(RECORD EXCERPTS Opens)
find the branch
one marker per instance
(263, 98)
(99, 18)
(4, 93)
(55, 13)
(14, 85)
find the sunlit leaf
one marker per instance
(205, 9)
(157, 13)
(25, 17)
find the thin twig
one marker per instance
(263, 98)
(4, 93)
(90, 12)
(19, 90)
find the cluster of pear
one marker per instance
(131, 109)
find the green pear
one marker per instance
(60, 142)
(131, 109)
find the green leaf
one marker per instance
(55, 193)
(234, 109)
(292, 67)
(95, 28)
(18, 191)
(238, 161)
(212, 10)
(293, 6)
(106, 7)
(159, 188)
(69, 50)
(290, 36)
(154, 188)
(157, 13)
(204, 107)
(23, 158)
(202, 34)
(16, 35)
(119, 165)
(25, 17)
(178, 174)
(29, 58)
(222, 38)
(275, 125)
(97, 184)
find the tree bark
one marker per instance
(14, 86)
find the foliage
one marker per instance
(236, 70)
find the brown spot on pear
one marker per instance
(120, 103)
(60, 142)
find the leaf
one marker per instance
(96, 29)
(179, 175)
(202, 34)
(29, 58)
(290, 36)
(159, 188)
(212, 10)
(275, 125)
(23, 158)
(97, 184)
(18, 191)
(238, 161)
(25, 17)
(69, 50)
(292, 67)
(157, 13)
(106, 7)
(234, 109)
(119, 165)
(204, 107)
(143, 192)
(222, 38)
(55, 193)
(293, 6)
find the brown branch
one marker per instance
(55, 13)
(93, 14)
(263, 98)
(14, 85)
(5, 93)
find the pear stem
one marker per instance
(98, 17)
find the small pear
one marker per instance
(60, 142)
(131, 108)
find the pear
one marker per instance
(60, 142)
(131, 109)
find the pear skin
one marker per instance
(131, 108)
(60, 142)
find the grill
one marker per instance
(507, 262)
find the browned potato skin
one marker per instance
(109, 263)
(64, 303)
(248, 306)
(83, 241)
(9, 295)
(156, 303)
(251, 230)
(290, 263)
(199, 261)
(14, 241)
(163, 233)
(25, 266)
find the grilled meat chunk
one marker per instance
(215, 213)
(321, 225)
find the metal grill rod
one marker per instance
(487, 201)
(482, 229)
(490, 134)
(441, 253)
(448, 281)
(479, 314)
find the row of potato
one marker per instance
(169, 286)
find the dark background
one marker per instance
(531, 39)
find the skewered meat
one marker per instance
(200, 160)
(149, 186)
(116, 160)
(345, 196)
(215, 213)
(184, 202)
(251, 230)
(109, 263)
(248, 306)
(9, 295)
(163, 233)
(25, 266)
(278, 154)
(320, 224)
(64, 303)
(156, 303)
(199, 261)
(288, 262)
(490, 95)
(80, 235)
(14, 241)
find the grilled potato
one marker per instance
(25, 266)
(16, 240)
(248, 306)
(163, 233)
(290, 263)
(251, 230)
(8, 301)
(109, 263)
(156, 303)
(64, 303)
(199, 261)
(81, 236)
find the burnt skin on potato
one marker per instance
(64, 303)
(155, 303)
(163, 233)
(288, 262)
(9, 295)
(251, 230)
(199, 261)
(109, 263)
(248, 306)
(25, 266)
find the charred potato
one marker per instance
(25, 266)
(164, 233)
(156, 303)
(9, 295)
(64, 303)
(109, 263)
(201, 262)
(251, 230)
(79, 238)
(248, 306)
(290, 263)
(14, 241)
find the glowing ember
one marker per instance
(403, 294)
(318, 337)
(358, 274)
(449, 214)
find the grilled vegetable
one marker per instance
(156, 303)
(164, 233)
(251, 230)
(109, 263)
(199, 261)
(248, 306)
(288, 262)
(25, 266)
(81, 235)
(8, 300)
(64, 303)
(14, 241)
(RECORD EXCERPTS Closes)
## [ACTIVITY]
Having read the records, return each one exactly.

## [FINAL ANSWER]
find the branch
one marker per instance
(263, 98)
(99, 18)
(4, 93)
(55, 13)
(14, 85)
find the sunlit leaf
one marker per instance
(205, 9)
(157, 13)
(25, 17)
find the thin twig
one marker per instance
(263, 98)
(4, 93)
(90, 12)
(19, 90)
find the cluster of pear
one marker per instance
(131, 109)
find the green pear
one marker per instance
(60, 142)
(131, 109)
find the green leaf
one marker per instance
(55, 193)
(234, 109)
(292, 67)
(95, 28)
(18, 191)
(238, 161)
(212, 10)
(293, 6)
(106, 7)
(159, 188)
(69, 50)
(290, 36)
(154, 188)
(157, 13)
(204, 107)
(23, 158)
(202, 34)
(16, 35)
(119, 165)
(25, 17)
(178, 174)
(29, 58)
(222, 38)
(275, 125)
(97, 184)
find the tree bark
one marker per instance
(14, 86)
find the foliage
one marker per instance
(236, 70)
find the brown spot on pear
one marker per instance
(120, 103)
(60, 142)
find the leaf
one marker per instance
(96, 29)
(179, 175)
(202, 34)
(29, 58)
(290, 36)
(159, 188)
(212, 10)
(275, 125)
(23, 158)
(97, 184)
(18, 191)
(238, 161)
(25, 17)
(69, 50)
(292, 67)
(157, 13)
(106, 7)
(234, 109)
(119, 165)
(204, 107)
(143, 192)
(222, 38)
(55, 193)
(293, 6)
find the brown branch
one marker per instance
(55, 13)
(93, 14)
(263, 98)
(14, 85)
(5, 93)
find the pear stem
one marker per instance
(98, 17)
find the small pear
one marker per instance
(60, 142)
(131, 108)
find the pear
one marker per instance
(60, 142)
(131, 109)
find the pear skin
one marker per instance
(131, 108)
(60, 142)
find the grill
one marker per instance
(507, 262)
find the browned potato skin
one marker per instance
(109, 263)
(64, 303)
(248, 306)
(83, 241)
(9, 295)
(156, 303)
(251, 230)
(290, 263)
(199, 261)
(14, 241)
(163, 233)
(25, 266)
find the grilled meat chunk
one marker per instance
(215, 213)
(321, 225)
find the metal grill rod
one marker per instance
(487, 201)
(482, 229)
(490, 134)
(441, 253)
(448, 281)
(479, 314)
find the row of potato
one marker per instance
(169, 286)
find the dark background
one marker per instance
(531, 39)
find the skewered meat
one marker per instance
(200, 160)
(149, 186)
(116, 160)
(345, 196)
(215, 213)
(184, 202)
(251, 230)
(109, 263)
(248, 306)
(9, 295)
(163, 233)
(25, 266)
(278, 154)
(320, 224)
(64, 303)
(156, 303)
(199, 261)
(288, 262)
(490, 95)
(80, 235)
(14, 241)
find the grilled potato
one marker per instance
(25, 266)
(16, 240)
(248, 306)
(163, 233)
(290, 263)
(251, 230)
(8, 301)
(109, 263)
(156, 303)
(64, 303)
(199, 261)
(81, 236)
find the burnt skin on potato
one marker per instance
(64, 303)
(155, 303)
(163, 233)
(288, 262)
(9, 295)
(251, 230)
(199, 261)
(109, 263)
(248, 306)
(25, 266)
find the charred potato
one marker per instance
(25, 266)
(164, 233)
(156, 303)
(9, 295)
(64, 303)
(109, 263)
(201, 262)
(251, 230)
(79, 238)
(248, 306)
(290, 263)
(14, 241)
find the glowing ember
one marker per instance
(403, 294)
(318, 337)
(358, 274)
(449, 214)
find the grilled vegetable
one marker per instance
(156, 303)
(164, 233)
(251, 230)
(109, 263)
(199, 261)
(248, 306)
(288, 262)
(25, 266)
(81, 235)
(8, 300)
(64, 303)
(14, 241)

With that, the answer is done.